* _Source passage_:
Oxidation state of silver

The +1 oxidation state of silver is most common and stable. The first ionization energy is lowest for Ag, the sum of the first and second ionization is lowest for Cu, and the sum of first, second, and third ionization energy is lowest for Au atoms. The fact reflects that Ag chemistry predominant in the +1 oxidation state but copper and gold chemistry predominates in the +2 and +3 oxidation state.

The facts also describe by hydration energy. The hydration energy of the copper (II) ion is much higher than the copper (I) ion which overcomes the second ionization of Cu in an aqueous medium. Due to higher ionic radii of Ag, the hydration energy cannot stabilize Ag (II) ion over Ag (I). For gold atoms, atomization, ionization, and hydration energy favor the formation of Au (III) in an aqueous medium.

Silver oxide

The dark brown silver oxide (formula Ag2O) is obtained by adding alkali to an aqueous Ag+ ion. It is more soluble in alkali than pure water owing to the formation of Ag(OH)2. Ag2O dissolve in ammonia to produce [Ag(NH3)2]OH. When the solution exposure to air, it deposits the black explosive silver nitride (Ag3N). It is called fulminating silver. Moist Ag2O is used as a mild oxidizing agent for organic compounds. A black oxide like AgO is formed by oxidation of Ag2O ozone molecule or by electrolysis 2M AgNO3 solution.

Silver (II) compounds

Ag(II) compounds are obtained by direct oxidation or disproportionate of chemical element which is extremely unfavorable due to low heat of hydration of Ag+2 ion. AgF2 is the only known silver halide obtained by the action of fluorine on AgF or Ag at 250 °C temperature uses as a fluorinating agent.

Silver (III) compounds

Compounds of Ag(III) are very few, Ag2O3, Ag(OH)4, KAgF4 or Cs2KAgF6 are the common examples of the +3 oxidation state of silver. The formal oxidation number +1/2 is present in the yellow green solid Ag2F.

* _Problem 1_:
For each statement below, say yes or no to whether it agrees with the text on silver chemistry, and quote the words from the text that decide it.
(a) Silver has the lowest first ionization energy of silver, copper, and gold.
(b) Silver oxide dissolves less in alkali than in pure water.
(c) Moist Ag2O serves as a strong oxidizing agent for organic compounds.
* _Problem 2_:
Use the text on silver chemistry to answer these questions.
(a) What is added to an aqueous Ag+ ion to obtain silver oxide?
(b) At what temperature does fluorine act on AgF or Ag to give AgF2?
(c) What color is the solid Ag2F?
* _Problem 3_: According to the text on silver chemistry, why can't hydration energy make the Ag(II) ion more stable than Ag(I) in water, as it does for copper? Answer in one to three sentences.
The items that come next are separate material and have no link to the text on silver.

* _Excerpted records_:
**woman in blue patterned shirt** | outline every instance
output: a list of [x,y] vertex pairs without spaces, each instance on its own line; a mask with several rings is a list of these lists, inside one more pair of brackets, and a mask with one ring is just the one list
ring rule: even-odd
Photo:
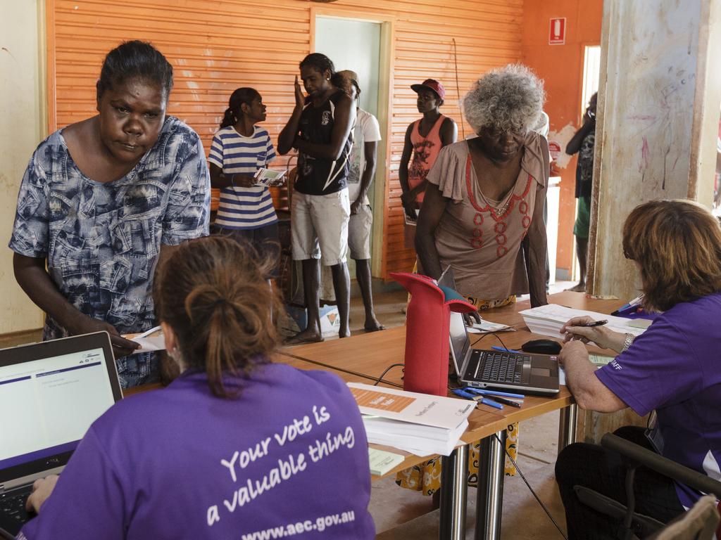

* * *

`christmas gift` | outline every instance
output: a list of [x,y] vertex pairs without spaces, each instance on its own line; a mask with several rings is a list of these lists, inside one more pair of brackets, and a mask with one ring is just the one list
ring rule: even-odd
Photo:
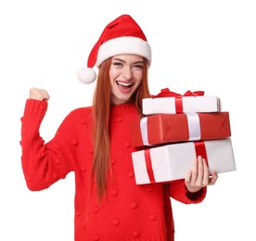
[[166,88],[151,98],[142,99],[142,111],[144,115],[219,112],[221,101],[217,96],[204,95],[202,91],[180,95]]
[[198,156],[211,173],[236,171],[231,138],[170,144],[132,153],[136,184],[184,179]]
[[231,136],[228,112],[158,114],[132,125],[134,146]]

* _Answer section 1_:
(a) Yes: "The first ionization energy is lowest for Ag"
(b) No: "It is more soluble in alkali than pure water owing to the formation of Ag(OH)2."
(c) No: "Moist Ag2O is used as a mild oxidizing agent for organic compounds."

* _Answer section 2_:
(a) Alkali
(b) 250 °C
(c) Yellow green

* _Answer section 3_: For copper, the hydration energy of the copper(II) ion is much higher than that of the copper(I) ion, which overcomes copper's second ionization. Silver's ionic radius is larger, so its hydration energy cannot stabilize Ag(II) over Ag(I).